» Request
Rewrite the listing lines between the line containing "else: point(22, 107)." and the line containing "point(135, 86)", inclusive, substituting "occurrence" for each "instance" and changing nothing else.

» Dataset entries

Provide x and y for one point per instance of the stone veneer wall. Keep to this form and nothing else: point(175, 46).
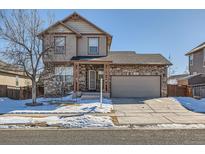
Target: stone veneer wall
point(142, 70)
point(52, 86)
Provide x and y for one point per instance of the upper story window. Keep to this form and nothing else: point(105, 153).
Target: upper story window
point(59, 44)
point(93, 46)
point(191, 59)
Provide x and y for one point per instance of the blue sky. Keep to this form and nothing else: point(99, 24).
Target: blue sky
point(169, 32)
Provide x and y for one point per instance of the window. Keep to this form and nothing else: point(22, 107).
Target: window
point(191, 58)
point(93, 46)
point(59, 44)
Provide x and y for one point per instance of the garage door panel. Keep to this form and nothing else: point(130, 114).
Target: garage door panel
point(135, 86)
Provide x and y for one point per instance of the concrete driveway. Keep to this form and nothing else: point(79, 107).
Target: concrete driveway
point(154, 111)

» Answer for this exercise
Provide x and y for one point per occurrence of the window. Keep to this form and nothing else: point(22, 107).
Target: window
point(191, 58)
point(93, 46)
point(59, 44)
Provide x and y for one point per occurrence of the garage door panel. Keep to this form and nothing else: point(130, 114).
Target: garage door panel
point(135, 86)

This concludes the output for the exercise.